Notion AI generated TL;DR: Semantics (the study of meaning) can be viewed from three perspectives:

  1. Representational semantics: Straightforward meanings that can be pointed to or easily defined
  2. Relational semantics: Meanings derived from context and relationships between words
  3. Logical semantics: Concerned with truth conditions of statements rather than word meanings

Understanding these distinctions is crucial for grasping the complexities of language and meaning, especially in discussions about AI language models.

</aside>

Semantics is a fancy word for meaning and confusingly also the word for the study of meaning. And just as all of the most famous terms associated with language, “meaning” does not have a clear unambiguous definition. I will not try to give one here because it would be futile. But I’ll try to contrast three ways of looking at meaning and show that much of the debate about Large Language Models and semantics comes from confusing the three distinct perspectives.

Representational semantics

Representational semantics is how most people intuitively use the word “meaning” as in “what does this word mean”? In this view, meaning is the sort of thing that shows up on the right hand side of a dictionary. This kind of meaning is something you can point to, show a picture of, give a straightforward description of. It’s the kind of thing that when you say you see it, it’s either right or wrong.

The first meanings of words we acquire as children are representational. We point at things and people and say the word: “mama”, “truck”, “apple”. We may even describe feelings “sad”, “happy”, “hungry” or actions “run”, “play”, “cry”. Later we expand this and include words like “government” or “desolute” or even abstractions like “love”. They are harder to point to but are still fairly representational.

One property of “representational” semantics is that it is easy to translate. We can say “dog” is “chien” in French but “hund” in German. We can even say it for things like “in” is “v” in Czech.

Another property of representational semantics is that we can usually tell a very straightforward story of how we learned the representational meanings of words.

◆ ◆ ◆ ◆ ◆

### REQUIRED ACTION 1
Quote the passage on semantics between "Semantics is a" and "right or wrong.", inclusive.
### REQUIRED ACTION 2
Pick up the essay on the three views of semantics where it stops, and keep writing it.

### EXERCISE DATA

◆ ◆ ◆ ◆ ◆

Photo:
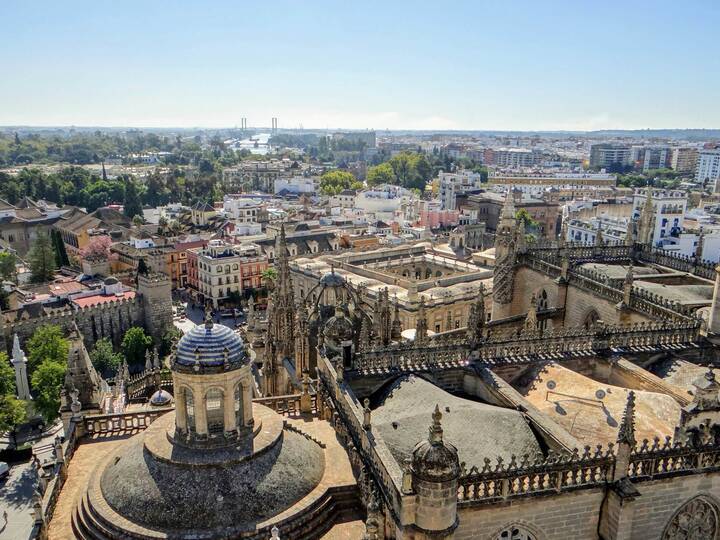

◆ ◆ ◆ ◆ ◆

### RESULT 1
Semantics is a fancy word for meaning and confusingly also the word for the study of meaning. And just as all of the most famous terms associated with language, “meaning” does not have a clear unambiguous definition. I will not try to give one here because it would be futile. But I’ll try to contrast three ways of looking at meaning and show that much of the debate about Large Language Models and semantics comes from confusing the three distinct perspectives.

Representational semantics

Representational semantics is how most people intuitively use the word “meaning” as in “what does this word mean”? In this view, meaning is the sort of thing that shows up on the right hand side of a dictionary. This kind of meaning is something you can point to, show a picture of, give a straightforward description of. It’s the kind of thing that when you say you see it, it’s either right or wrong.

### RESULT 2
Relational semantics

But represenational semantics soon runs into problems. A simple glance at the right side of any dictionary entry reveals that pretty much no word has just one “meaning”. They all have multiple related or completely unrelated meanings. So “cat” could be a “domestic feline of genus something or other” or a “jazz musician” but only when used by some people. And all of a sudden saying that “cat” is “chat” in French does not seem as straightforward.

But there are more difficulties. Many words do not have a straightforward representation. Like “the” or “in” or even words like “get”. We cannot learn them by pointing at something or giving a single example. We can only learn them from context. And many of them, we could not even begin to define. What is the meaning of “the”? Why do we use it in a sentence like “I saw a book with all the pages torn out” or “Ah, you are the Mr Smith!”

And asking “how do you say ‘the’ in German” is a lot less informative as is asking how you say it in Russian which does not even have a definite article. This can be very confusing to people. I once had a student ask me “How do you say ‘have’ in Czech. As in ‘I have arrived’.” But that’s our representational instincts leaking into relational semantics.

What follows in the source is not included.